**WHAT IS EXPECTED**: Please return the lines below verbatim, beginning at the one that has "Reviewer note: confirm that every instance of the concrete" and stopping after the one that has "Reviewer note: confirm that every instance of the flowered", and add no other lines.

**EXERCISE MATERIALS**:
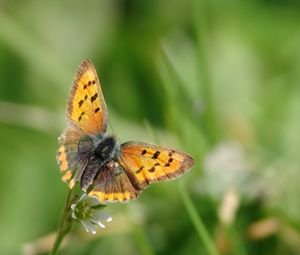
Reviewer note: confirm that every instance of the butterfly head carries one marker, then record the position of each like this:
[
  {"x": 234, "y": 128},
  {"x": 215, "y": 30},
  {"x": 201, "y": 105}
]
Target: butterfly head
[{"x": 105, "y": 147}]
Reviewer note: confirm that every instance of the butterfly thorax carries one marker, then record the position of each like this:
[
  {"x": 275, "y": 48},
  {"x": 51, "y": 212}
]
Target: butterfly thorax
[
  {"x": 105, "y": 147},
  {"x": 95, "y": 152}
]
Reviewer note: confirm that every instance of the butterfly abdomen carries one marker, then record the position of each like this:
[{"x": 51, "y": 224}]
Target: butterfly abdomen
[{"x": 103, "y": 150}]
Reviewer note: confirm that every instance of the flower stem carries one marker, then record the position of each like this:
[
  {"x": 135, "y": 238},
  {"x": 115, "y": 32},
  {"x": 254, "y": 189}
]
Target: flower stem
[{"x": 64, "y": 225}]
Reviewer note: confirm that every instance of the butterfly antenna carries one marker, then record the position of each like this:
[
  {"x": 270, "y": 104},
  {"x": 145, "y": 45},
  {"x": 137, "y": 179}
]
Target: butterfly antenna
[{"x": 113, "y": 131}]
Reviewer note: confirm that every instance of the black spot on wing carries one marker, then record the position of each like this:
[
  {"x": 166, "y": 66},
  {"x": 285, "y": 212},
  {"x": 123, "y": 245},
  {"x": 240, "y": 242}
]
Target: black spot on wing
[
  {"x": 80, "y": 103},
  {"x": 139, "y": 170},
  {"x": 156, "y": 154},
  {"x": 93, "y": 98},
  {"x": 151, "y": 170}
]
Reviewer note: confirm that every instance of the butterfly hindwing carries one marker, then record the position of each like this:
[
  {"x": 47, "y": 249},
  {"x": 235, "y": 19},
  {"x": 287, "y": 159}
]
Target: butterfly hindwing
[
  {"x": 104, "y": 168},
  {"x": 113, "y": 185},
  {"x": 67, "y": 152},
  {"x": 149, "y": 163},
  {"x": 86, "y": 105}
]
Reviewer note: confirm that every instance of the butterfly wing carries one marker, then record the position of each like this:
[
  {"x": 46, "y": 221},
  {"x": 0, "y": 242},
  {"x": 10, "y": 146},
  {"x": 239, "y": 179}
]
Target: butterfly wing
[
  {"x": 113, "y": 185},
  {"x": 67, "y": 152},
  {"x": 148, "y": 163},
  {"x": 86, "y": 105}
]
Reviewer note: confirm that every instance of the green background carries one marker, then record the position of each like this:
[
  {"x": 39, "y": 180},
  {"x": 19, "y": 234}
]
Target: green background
[{"x": 217, "y": 79}]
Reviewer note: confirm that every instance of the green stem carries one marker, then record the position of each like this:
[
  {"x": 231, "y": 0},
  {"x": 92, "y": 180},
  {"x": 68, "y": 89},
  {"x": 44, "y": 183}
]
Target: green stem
[{"x": 64, "y": 225}]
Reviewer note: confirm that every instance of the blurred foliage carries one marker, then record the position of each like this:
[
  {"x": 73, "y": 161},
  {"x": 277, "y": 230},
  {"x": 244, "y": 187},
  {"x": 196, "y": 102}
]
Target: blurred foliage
[{"x": 218, "y": 79}]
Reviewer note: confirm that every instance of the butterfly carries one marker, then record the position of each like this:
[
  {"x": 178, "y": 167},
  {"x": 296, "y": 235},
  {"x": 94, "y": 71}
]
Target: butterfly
[{"x": 106, "y": 169}]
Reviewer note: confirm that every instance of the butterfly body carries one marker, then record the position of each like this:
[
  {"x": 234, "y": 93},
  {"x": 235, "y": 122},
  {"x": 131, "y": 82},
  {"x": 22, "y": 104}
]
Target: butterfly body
[{"x": 106, "y": 169}]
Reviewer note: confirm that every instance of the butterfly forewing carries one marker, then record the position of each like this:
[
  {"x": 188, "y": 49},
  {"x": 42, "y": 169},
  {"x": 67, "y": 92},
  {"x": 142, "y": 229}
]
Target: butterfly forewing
[
  {"x": 86, "y": 105},
  {"x": 115, "y": 177},
  {"x": 113, "y": 185},
  {"x": 150, "y": 163}
]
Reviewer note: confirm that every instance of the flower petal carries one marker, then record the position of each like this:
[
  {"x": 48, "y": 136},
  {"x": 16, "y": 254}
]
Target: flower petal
[
  {"x": 90, "y": 201},
  {"x": 99, "y": 215},
  {"x": 89, "y": 227}
]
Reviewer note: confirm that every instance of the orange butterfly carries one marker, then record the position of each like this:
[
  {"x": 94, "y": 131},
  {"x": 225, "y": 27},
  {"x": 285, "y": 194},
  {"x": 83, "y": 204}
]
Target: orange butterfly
[{"x": 106, "y": 169}]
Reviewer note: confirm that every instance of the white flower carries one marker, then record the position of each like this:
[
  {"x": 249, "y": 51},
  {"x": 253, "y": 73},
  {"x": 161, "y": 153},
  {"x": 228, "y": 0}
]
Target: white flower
[{"x": 89, "y": 212}]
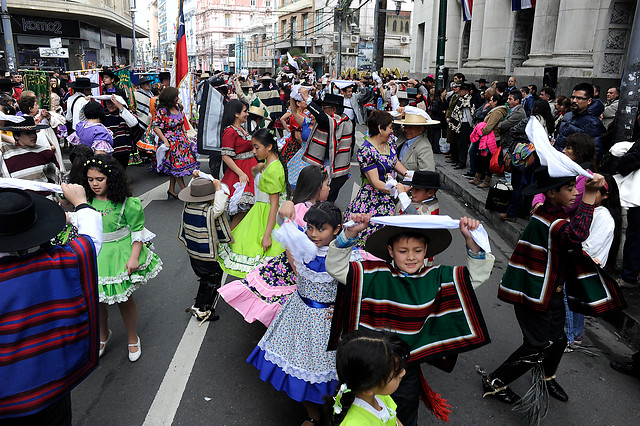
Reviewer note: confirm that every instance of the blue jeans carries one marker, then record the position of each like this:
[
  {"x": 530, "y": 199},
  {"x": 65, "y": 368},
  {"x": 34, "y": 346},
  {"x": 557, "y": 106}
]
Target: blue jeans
[
  {"x": 573, "y": 324},
  {"x": 631, "y": 251}
]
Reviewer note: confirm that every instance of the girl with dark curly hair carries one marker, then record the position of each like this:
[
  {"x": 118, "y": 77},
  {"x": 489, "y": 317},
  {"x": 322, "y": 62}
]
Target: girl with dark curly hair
[{"x": 125, "y": 262}]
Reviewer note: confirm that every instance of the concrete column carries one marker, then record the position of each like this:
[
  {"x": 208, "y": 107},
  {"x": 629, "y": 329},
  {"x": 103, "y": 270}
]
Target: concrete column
[
  {"x": 545, "y": 23},
  {"x": 575, "y": 33},
  {"x": 475, "y": 36},
  {"x": 496, "y": 34}
]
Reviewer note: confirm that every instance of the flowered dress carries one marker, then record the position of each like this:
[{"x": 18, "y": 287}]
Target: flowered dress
[
  {"x": 296, "y": 163},
  {"x": 369, "y": 199},
  {"x": 236, "y": 143},
  {"x": 122, "y": 225},
  {"x": 94, "y": 135},
  {"x": 246, "y": 253},
  {"x": 268, "y": 287},
  {"x": 180, "y": 160},
  {"x": 292, "y": 355}
]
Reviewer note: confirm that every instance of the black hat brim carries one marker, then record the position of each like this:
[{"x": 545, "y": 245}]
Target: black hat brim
[
  {"x": 50, "y": 221},
  {"x": 534, "y": 188},
  {"x": 377, "y": 243}
]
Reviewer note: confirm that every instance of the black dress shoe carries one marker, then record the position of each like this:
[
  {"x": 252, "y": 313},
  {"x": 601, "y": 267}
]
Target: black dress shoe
[
  {"x": 629, "y": 368},
  {"x": 556, "y": 391},
  {"x": 505, "y": 394}
]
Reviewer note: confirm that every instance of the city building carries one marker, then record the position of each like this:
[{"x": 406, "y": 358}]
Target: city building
[
  {"x": 313, "y": 27},
  {"x": 558, "y": 42},
  {"x": 96, "y": 32}
]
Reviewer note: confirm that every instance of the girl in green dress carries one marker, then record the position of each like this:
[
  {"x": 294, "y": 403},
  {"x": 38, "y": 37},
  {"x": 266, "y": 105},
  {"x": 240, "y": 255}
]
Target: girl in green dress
[
  {"x": 252, "y": 244},
  {"x": 125, "y": 262}
]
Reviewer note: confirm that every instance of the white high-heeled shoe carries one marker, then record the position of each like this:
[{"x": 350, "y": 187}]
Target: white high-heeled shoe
[
  {"x": 133, "y": 356},
  {"x": 104, "y": 344}
]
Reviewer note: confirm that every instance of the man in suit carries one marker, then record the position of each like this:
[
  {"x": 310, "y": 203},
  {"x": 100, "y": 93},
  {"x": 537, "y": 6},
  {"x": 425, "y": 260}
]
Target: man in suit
[{"x": 414, "y": 148}]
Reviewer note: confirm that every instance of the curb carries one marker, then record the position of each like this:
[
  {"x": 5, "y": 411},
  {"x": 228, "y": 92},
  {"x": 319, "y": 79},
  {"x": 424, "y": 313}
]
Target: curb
[{"x": 626, "y": 322}]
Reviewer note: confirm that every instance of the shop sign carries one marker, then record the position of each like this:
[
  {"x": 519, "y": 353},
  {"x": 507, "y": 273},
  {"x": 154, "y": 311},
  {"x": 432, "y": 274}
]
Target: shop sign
[
  {"x": 54, "y": 52},
  {"x": 52, "y": 27}
]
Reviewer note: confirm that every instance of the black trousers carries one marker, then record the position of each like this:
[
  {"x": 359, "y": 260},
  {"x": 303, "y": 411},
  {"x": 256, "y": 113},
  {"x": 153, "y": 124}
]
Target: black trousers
[
  {"x": 336, "y": 185},
  {"x": 407, "y": 396},
  {"x": 543, "y": 337},
  {"x": 57, "y": 414},
  {"x": 210, "y": 275},
  {"x": 215, "y": 162}
]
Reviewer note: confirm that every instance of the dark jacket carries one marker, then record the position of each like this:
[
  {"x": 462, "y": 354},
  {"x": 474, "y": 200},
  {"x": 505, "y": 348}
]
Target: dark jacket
[{"x": 586, "y": 122}]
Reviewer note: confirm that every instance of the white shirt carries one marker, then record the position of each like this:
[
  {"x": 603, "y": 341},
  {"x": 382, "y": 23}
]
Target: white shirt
[{"x": 600, "y": 238}]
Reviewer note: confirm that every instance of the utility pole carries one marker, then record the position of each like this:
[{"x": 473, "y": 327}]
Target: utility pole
[
  {"x": 339, "y": 41},
  {"x": 132, "y": 10},
  {"x": 442, "y": 38},
  {"x": 628, "y": 103},
  {"x": 8, "y": 37}
]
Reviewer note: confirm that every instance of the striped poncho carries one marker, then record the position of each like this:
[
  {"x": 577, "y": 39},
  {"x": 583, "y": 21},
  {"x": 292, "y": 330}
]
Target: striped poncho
[
  {"x": 539, "y": 265},
  {"x": 435, "y": 311}
]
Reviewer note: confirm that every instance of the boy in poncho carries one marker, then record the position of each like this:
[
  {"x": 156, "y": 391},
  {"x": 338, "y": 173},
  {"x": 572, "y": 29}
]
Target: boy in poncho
[{"x": 432, "y": 308}]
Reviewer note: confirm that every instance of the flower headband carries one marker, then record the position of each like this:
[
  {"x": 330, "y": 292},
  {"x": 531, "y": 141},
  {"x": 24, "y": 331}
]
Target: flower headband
[
  {"x": 97, "y": 163},
  {"x": 337, "y": 405}
]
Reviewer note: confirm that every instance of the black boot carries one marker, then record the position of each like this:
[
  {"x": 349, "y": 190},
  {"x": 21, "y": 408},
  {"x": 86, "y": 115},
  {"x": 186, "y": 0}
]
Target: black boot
[{"x": 496, "y": 389}]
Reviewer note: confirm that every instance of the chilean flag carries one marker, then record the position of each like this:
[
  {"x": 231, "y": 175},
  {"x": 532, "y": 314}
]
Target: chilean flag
[
  {"x": 467, "y": 6},
  {"x": 181, "y": 61},
  {"x": 522, "y": 4}
]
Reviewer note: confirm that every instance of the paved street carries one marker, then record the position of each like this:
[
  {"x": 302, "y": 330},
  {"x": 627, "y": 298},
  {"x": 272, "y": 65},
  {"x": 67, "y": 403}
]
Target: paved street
[{"x": 198, "y": 375}]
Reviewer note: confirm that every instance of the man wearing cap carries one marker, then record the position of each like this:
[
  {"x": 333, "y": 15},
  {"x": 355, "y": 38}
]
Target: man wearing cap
[
  {"x": 414, "y": 148},
  {"x": 43, "y": 360},
  {"x": 75, "y": 104},
  {"x": 109, "y": 80},
  {"x": 330, "y": 142},
  {"x": 460, "y": 123},
  {"x": 143, "y": 101}
]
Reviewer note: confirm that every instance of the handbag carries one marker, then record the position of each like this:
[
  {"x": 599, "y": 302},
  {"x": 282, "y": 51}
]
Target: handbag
[
  {"x": 495, "y": 166},
  {"x": 498, "y": 198}
]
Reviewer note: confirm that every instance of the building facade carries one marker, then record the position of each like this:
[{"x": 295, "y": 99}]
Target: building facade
[
  {"x": 96, "y": 32},
  {"x": 559, "y": 42}
]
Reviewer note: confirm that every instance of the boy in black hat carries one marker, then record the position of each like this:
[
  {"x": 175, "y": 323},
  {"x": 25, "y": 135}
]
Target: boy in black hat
[{"x": 546, "y": 259}]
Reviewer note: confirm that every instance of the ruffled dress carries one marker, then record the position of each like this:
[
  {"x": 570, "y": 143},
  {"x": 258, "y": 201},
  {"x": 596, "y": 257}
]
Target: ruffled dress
[
  {"x": 180, "y": 160},
  {"x": 122, "y": 225},
  {"x": 236, "y": 143},
  {"x": 246, "y": 253},
  {"x": 297, "y": 163},
  {"x": 94, "y": 135},
  {"x": 292, "y": 355},
  {"x": 268, "y": 287},
  {"x": 369, "y": 199}
]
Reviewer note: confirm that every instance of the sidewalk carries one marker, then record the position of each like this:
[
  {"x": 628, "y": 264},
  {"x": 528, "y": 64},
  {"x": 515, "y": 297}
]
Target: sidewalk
[{"x": 626, "y": 323}]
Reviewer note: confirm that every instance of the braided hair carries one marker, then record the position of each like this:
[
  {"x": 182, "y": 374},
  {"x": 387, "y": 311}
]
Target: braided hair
[
  {"x": 266, "y": 137},
  {"x": 365, "y": 359},
  {"x": 118, "y": 185}
]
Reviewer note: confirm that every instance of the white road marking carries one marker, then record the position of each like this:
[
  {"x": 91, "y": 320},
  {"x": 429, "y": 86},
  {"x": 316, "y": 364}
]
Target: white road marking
[{"x": 167, "y": 400}]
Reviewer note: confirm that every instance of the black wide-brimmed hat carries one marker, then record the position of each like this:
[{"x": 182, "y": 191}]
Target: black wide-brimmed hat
[
  {"x": 199, "y": 191},
  {"x": 332, "y": 100},
  {"x": 82, "y": 83},
  {"x": 6, "y": 85},
  {"x": 26, "y": 125},
  {"x": 426, "y": 180},
  {"x": 542, "y": 182},
  {"x": 109, "y": 73},
  {"x": 437, "y": 240},
  {"x": 27, "y": 220}
]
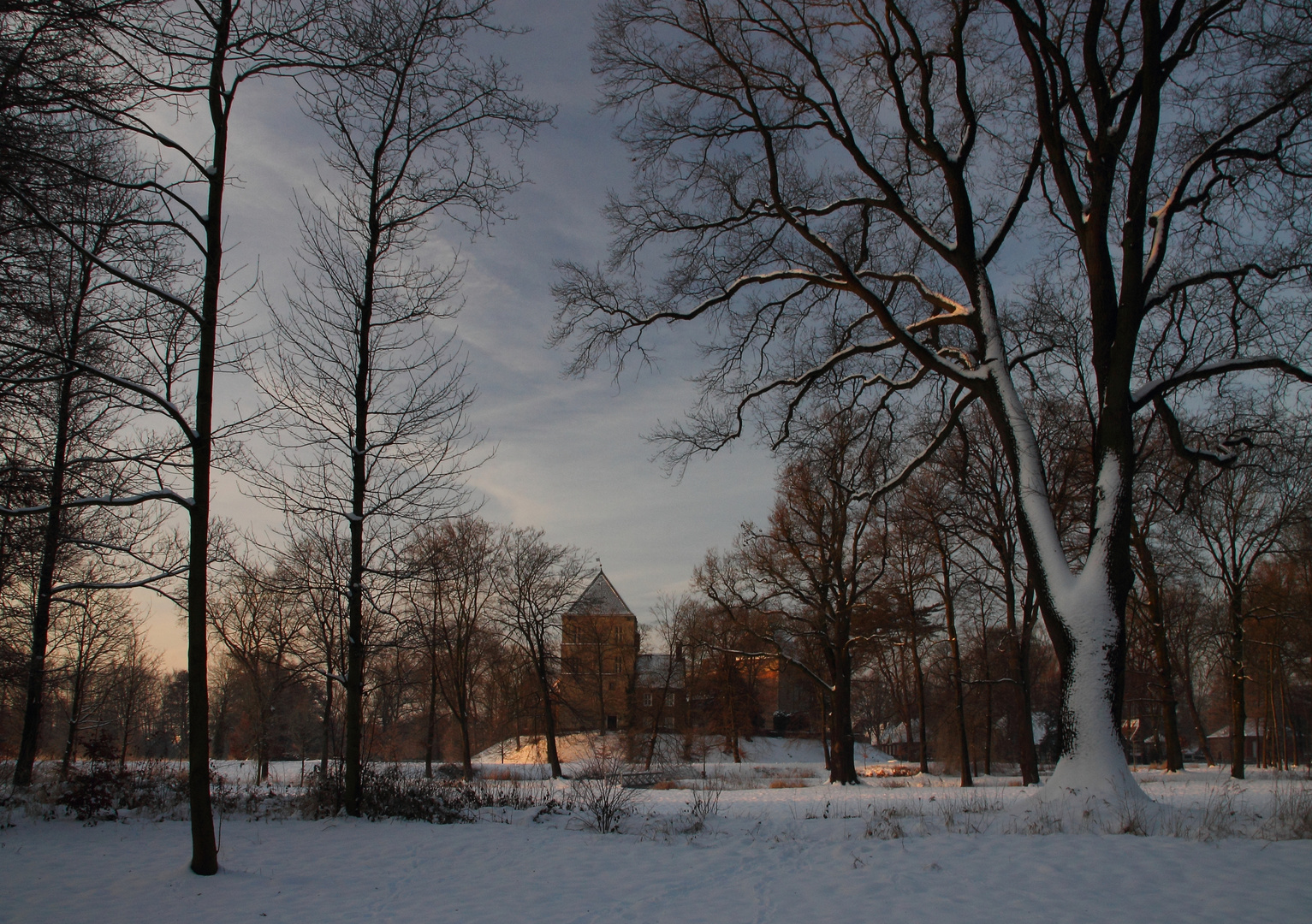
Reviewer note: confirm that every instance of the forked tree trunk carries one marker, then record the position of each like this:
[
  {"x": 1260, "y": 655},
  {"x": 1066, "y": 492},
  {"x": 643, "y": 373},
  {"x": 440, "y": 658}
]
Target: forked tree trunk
[
  {"x": 1238, "y": 705},
  {"x": 327, "y": 731},
  {"x": 549, "y": 721},
  {"x": 842, "y": 746},
  {"x": 49, "y": 554},
  {"x": 1161, "y": 652},
  {"x": 920, "y": 702},
  {"x": 959, "y": 694},
  {"x": 430, "y": 736}
]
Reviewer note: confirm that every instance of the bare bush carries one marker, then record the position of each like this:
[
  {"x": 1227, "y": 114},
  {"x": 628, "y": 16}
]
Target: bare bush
[
  {"x": 598, "y": 791},
  {"x": 703, "y": 803}
]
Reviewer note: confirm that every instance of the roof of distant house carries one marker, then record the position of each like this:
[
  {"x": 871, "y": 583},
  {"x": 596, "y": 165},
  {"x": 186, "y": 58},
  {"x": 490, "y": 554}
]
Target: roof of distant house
[{"x": 601, "y": 598}]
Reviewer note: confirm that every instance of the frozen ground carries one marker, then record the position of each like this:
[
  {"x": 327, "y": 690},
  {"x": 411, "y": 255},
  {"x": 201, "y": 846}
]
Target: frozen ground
[{"x": 907, "y": 848}]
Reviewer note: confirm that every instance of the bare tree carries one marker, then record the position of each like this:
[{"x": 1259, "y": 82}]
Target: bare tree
[
  {"x": 312, "y": 568},
  {"x": 167, "y": 58},
  {"x": 61, "y": 310},
  {"x": 371, "y": 397},
  {"x": 260, "y": 627},
  {"x": 92, "y": 631},
  {"x": 1238, "y": 519},
  {"x": 834, "y": 187},
  {"x": 536, "y": 583},
  {"x": 812, "y": 569},
  {"x": 449, "y": 596}
]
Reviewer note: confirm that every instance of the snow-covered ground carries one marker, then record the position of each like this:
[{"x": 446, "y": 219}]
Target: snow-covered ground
[
  {"x": 579, "y": 747},
  {"x": 895, "y": 848}
]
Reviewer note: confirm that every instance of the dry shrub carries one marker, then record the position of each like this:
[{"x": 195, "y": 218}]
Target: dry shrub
[
  {"x": 598, "y": 791},
  {"x": 891, "y": 770}
]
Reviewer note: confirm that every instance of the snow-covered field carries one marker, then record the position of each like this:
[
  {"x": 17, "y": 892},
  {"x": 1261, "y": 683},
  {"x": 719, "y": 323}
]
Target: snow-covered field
[{"x": 895, "y": 848}]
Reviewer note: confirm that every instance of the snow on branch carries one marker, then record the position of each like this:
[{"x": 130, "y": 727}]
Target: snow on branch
[{"x": 1160, "y": 387}]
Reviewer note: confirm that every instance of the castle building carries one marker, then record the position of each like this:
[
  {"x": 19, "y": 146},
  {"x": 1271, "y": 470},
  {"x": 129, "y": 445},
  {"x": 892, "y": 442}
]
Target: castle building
[{"x": 598, "y": 655}]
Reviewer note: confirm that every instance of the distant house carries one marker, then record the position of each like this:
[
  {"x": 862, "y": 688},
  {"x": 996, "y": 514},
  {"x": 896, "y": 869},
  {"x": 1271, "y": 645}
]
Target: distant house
[
  {"x": 598, "y": 655},
  {"x": 660, "y": 692},
  {"x": 1261, "y": 744}
]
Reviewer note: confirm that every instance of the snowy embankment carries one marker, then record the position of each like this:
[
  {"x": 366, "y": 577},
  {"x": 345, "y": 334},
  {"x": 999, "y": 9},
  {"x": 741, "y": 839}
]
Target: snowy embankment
[{"x": 911, "y": 848}]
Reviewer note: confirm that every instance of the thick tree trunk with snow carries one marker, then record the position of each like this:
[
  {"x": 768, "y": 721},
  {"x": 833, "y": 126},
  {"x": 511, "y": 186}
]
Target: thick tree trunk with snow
[{"x": 842, "y": 746}]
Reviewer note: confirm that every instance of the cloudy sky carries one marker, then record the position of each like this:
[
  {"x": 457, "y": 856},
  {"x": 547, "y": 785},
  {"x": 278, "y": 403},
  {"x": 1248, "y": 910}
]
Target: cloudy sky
[{"x": 571, "y": 455}]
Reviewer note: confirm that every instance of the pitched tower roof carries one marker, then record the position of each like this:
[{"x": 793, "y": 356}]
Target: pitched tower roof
[{"x": 601, "y": 596}]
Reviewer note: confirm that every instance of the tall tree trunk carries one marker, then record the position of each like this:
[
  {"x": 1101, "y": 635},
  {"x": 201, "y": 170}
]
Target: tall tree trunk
[
  {"x": 1238, "y": 705},
  {"x": 920, "y": 702},
  {"x": 466, "y": 746},
  {"x": 958, "y": 685},
  {"x": 205, "y": 855},
  {"x": 50, "y": 551},
  {"x": 842, "y": 758},
  {"x": 71, "y": 739},
  {"x": 359, "y": 487},
  {"x": 327, "y": 727},
  {"x": 1161, "y": 649},
  {"x": 1029, "y": 753},
  {"x": 549, "y": 720},
  {"x": 430, "y": 737}
]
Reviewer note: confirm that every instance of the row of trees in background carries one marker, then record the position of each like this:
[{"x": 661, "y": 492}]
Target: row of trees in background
[
  {"x": 911, "y": 618},
  {"x": 120, "y": 313},
  {"x": 992, "y": 468},
  {"x": 918, "y": 604}
]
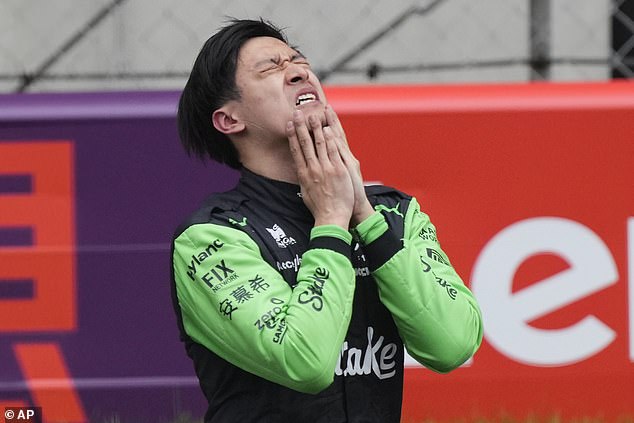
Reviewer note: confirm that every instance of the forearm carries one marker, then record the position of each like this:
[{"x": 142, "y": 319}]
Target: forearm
[
  {"x": 436, "y": 315},
  {"x": 289, "y": 336}
]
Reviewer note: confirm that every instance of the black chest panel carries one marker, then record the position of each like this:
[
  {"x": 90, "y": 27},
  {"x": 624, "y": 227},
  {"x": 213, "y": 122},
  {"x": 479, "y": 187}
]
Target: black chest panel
[{"x": 369, "y": 375}]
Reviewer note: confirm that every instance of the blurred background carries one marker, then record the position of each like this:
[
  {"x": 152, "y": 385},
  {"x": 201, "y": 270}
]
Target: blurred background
[{"x": 71, "y": 45}]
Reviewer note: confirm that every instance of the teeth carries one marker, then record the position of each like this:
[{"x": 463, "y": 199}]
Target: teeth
[{"x": 305, "y": 98}]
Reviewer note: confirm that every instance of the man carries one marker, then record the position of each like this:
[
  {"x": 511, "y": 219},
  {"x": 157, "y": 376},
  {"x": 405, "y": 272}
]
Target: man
[{"x": 296, "y": 291}]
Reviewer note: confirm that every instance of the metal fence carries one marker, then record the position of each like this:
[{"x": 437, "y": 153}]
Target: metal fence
[{"x": 74, "y": 45}]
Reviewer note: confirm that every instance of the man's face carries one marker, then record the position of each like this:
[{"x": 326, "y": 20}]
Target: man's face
[{"x": 274, "y": 80}]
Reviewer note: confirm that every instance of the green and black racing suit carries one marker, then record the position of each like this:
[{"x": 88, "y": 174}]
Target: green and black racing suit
[{"x": 286, "y": 322}]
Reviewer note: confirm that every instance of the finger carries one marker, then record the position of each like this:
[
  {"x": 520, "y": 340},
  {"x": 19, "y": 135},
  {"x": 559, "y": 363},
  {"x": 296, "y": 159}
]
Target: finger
[
  {"x": 293, "y": 143},
  {"x": 320, "y": 141},
  {"x": 304, "y": 138},
  {"x": 333, "y": 121},
  {"x": 331, "y": 146}
]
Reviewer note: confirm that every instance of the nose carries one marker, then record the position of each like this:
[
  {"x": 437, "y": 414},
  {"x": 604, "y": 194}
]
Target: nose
[{"x": 296, "y": 73}]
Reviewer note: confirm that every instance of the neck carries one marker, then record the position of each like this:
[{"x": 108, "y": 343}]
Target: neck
[{"x": 273, "y": 163}]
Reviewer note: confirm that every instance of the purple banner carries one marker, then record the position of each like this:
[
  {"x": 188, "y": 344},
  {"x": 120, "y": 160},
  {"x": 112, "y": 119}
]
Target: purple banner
[{"x": 97, "y": 181}]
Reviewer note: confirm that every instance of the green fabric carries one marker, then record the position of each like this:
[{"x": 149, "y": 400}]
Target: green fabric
[
  {"x": 371, "y": 228},
  {"x": 234, "y": 303},
  {"x": 436, "y": 314}
]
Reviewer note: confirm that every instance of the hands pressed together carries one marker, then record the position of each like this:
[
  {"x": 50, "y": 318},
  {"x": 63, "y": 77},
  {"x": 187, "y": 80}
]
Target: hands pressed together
[{"x": 329, "y": 174}]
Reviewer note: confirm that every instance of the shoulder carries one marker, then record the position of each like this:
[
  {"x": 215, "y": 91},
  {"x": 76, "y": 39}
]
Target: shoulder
[
  {"x": 379, "y": 194},
  {"x": 218, "y": 208}
]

**ANSWER FOR THIS EXERCISE**:
Reviewer note: confirm that every instance of the concrete column carries one marker, then record the position of each like this:
[
  {"x": 208, "y": 107},
  {"x": 629, "y": 329},
  {"x": 103, "y": 270}
]
Target: concrete column
[
  {"x": 545, "y": 23},
  {"x": 575, "y": 33},
  {"x": 475, "y": 36},
  {"x": 496, "y": 34}
]
Reviewer note: confirm that every instance of the flowered dress carries one marker, then record the position of each like this:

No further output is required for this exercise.